TEXT PROVIDED:
○ ○ ○ ○

Prose from Poetry Magazine

Reputation Is a Funny Thing

The Complete Poems of  James Dickey, ed. by Ward Briggs

BY Michael Robbins

Originally Published: May 01, 2014

The Complete Poems of  James Dickey, ed. by Ward Briggs.

The University of South Carolina Press. $85.00.

I would begin with a word against collected editions — or at least against the current trend of issuing them in gigantic, overpriced formats that resemble the compact OED. You should not be able to stun a moose with anyone’s Complete Poems. In recent years, we’ve had enormous, expensive editions of, inter alios, Robert Lowell, Barbara Guest, Kenneth Koch, Frederick Seidel, James Merrill, Lucille Clifton, Louise Glück, Jack Gilbert, and Denise Levertov. Even so skinny a poet as Philip Larkin, in FSG’s recent (and superfluous) Complete Poems, has bloated beyond recognition. I’m all for having these folks’ oeuvres in print (although I’d also say a word against the fantasies of totality that compel editors to include drafts, revisions, juvenilia, and the like). But what’s wrong with affordable and portable? The Library of America and Faber and Faber, for instance, manage to produce wieldy omnibuses (the former’s, admittedly, not exactly budget-friendly). Another world is possible.

This rant was inspired by the University of South Carolina Press, whose 4.2-pound Complete Poems of James Dickey will run you eighty-five dollars. If you have any interest in (and are not writing a dissertation or monograph on) James Dickey’s poetry, may I suggest a used copy of The Whole Motion: Collected Poems, 1945–1992, published by Wesleyan University Press, which lacks ninety-three poems published in the USC edition and contains many typos but has the virtues of arranging the poems by individual collection (editor Ward Briggs has printed the poems in order of initial publication) and of fitting in a messenger bag or backpack?

Illustration by Rob Funderburk

So much for The Complete Poems of James Dickey. What about the complete poems of  James Dickey? Reputation is a funny thing. Dickey was once king of the cats — winner of the National Book Award (for Buckdancer’s Choice, 1966), consultant in poetry to the Library of Congress (1966–68), author of the novel (1970) and screenplay (1972) Deliverance (but not of the immortal line “I bet you can squeal like a pig”). In the sixties, Peter Davison pronounced Dickey and Lowell the only major poets of their generation (Davison appears to have backed away from this; such are the hazards of cultural prophecy). The poet appeared on national talk shows, wrote Jimmy Carter’s inaugural poem, and commemorated the Apollo missions in the pages of Life. In 1976, the Paris Review said his name was “a household word.” A sense of the critical veneration to which Dickey was subject can be gleaned from Robert Kirschten’s introduction to The Selected Poems (Wesleyan University Press, 1998): “I think you will agree that one would as soon read James Dickey as live.” Hmm, let’s see  ...    read Dickey; live  ...    read Dickey; live  ...

○ ○ ○ ○

DATA LINES:
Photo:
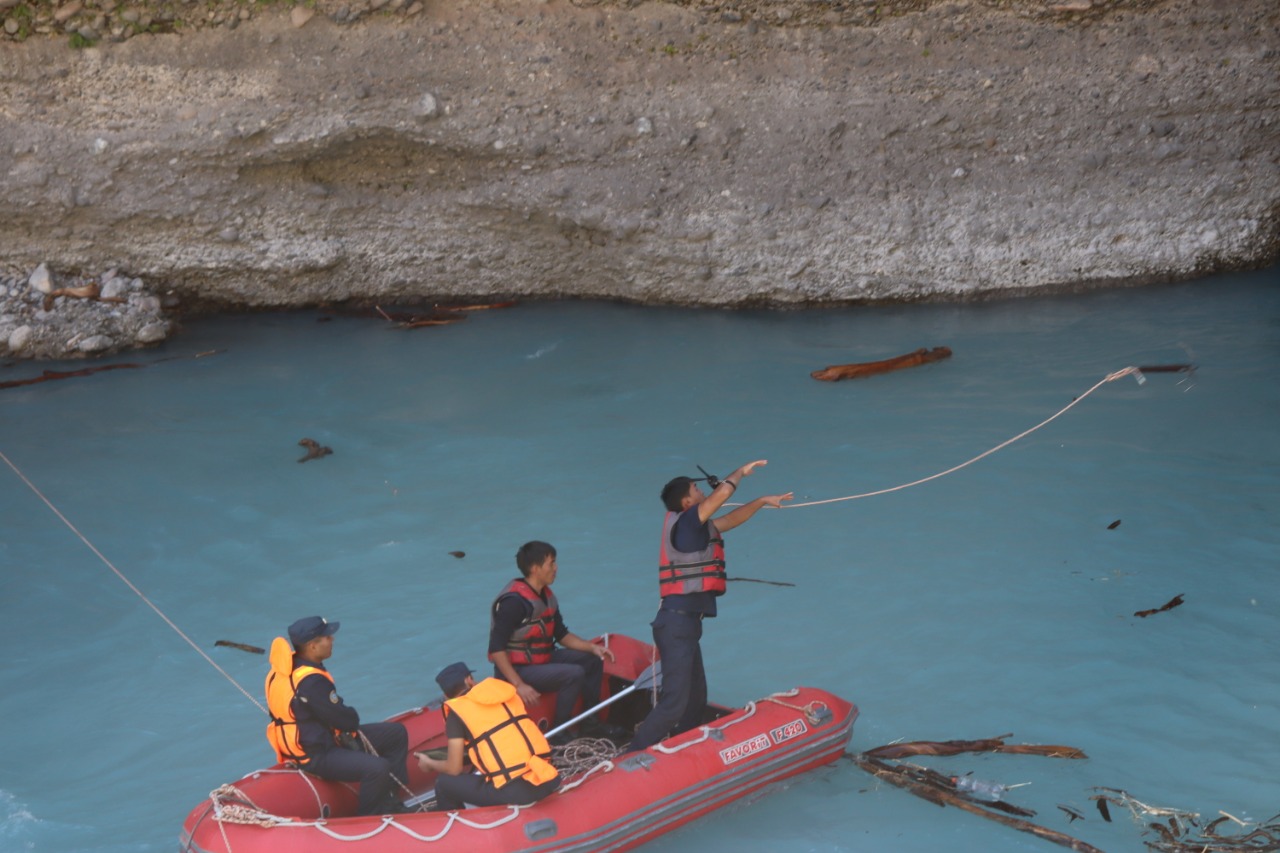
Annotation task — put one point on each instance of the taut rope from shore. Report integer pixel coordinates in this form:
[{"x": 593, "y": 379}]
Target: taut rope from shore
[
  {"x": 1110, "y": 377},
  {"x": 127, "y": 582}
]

○ ○ ○ ○

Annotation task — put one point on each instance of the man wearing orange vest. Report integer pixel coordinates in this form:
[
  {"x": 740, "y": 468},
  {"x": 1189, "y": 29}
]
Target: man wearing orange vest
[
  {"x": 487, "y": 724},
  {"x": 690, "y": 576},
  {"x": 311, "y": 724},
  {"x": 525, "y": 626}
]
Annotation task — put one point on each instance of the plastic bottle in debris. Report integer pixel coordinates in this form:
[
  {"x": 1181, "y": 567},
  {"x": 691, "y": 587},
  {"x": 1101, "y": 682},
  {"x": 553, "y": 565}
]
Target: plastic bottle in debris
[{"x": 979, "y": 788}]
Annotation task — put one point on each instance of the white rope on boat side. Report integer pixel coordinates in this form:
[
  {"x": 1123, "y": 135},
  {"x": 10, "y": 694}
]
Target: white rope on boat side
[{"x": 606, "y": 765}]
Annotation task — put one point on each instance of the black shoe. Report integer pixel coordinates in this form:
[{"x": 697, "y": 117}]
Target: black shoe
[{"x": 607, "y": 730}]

○ ○ ○ ○

WHAT IS ASKED:
- 1) Reproduce the part of the Dickey review that opens with the words "Prose from Poetry" and closes with "Carolina Press. $85.00.", swapping every "Ward Briggs" for "W. Briggs".
- 2) Write the next part of the review of James Dickey's Complete Poems, picking up after its final sentence.

ANSWERS TO THE EXERCISES:
- 1)
Prose from Poetry Magazine

Reputation Is a Funny Thing

The Complete Poems of  James Dickey, ed. by W. Briggs

BY Michael Robbins

Originally Published: May 01, 2014

The Complete Poems of  James Dickey, ed. by W. Briggs.

The University of South Carolina Press. $85.00.

- 2)
It is possible that the relative dim of  Dickey’s star since his death is simply a reversion to sanity. But it’s also, I think, an implicit recognition that his best poems, as Richard Howard implies in his brief 
foreword to the Briggs edition, are those collected under the title Poems 1957–1967, and particularly the ones published in the last few years of that decade. In the last thirty years of his career, Dickey too often gave full-throated vent to an oracular windiness. Consider these lines from “The Surround”:

    Pray, beginning sleeper, and let your mind dissolve me as I
Straighten, upright from the overflow crouch:      pray with all
                                        Your heart-muscle,
    The longing-muscle only, as the bird in its hunting sorrows
                               Bides in good falling — gone
                The gather-voices, and more the alone ones.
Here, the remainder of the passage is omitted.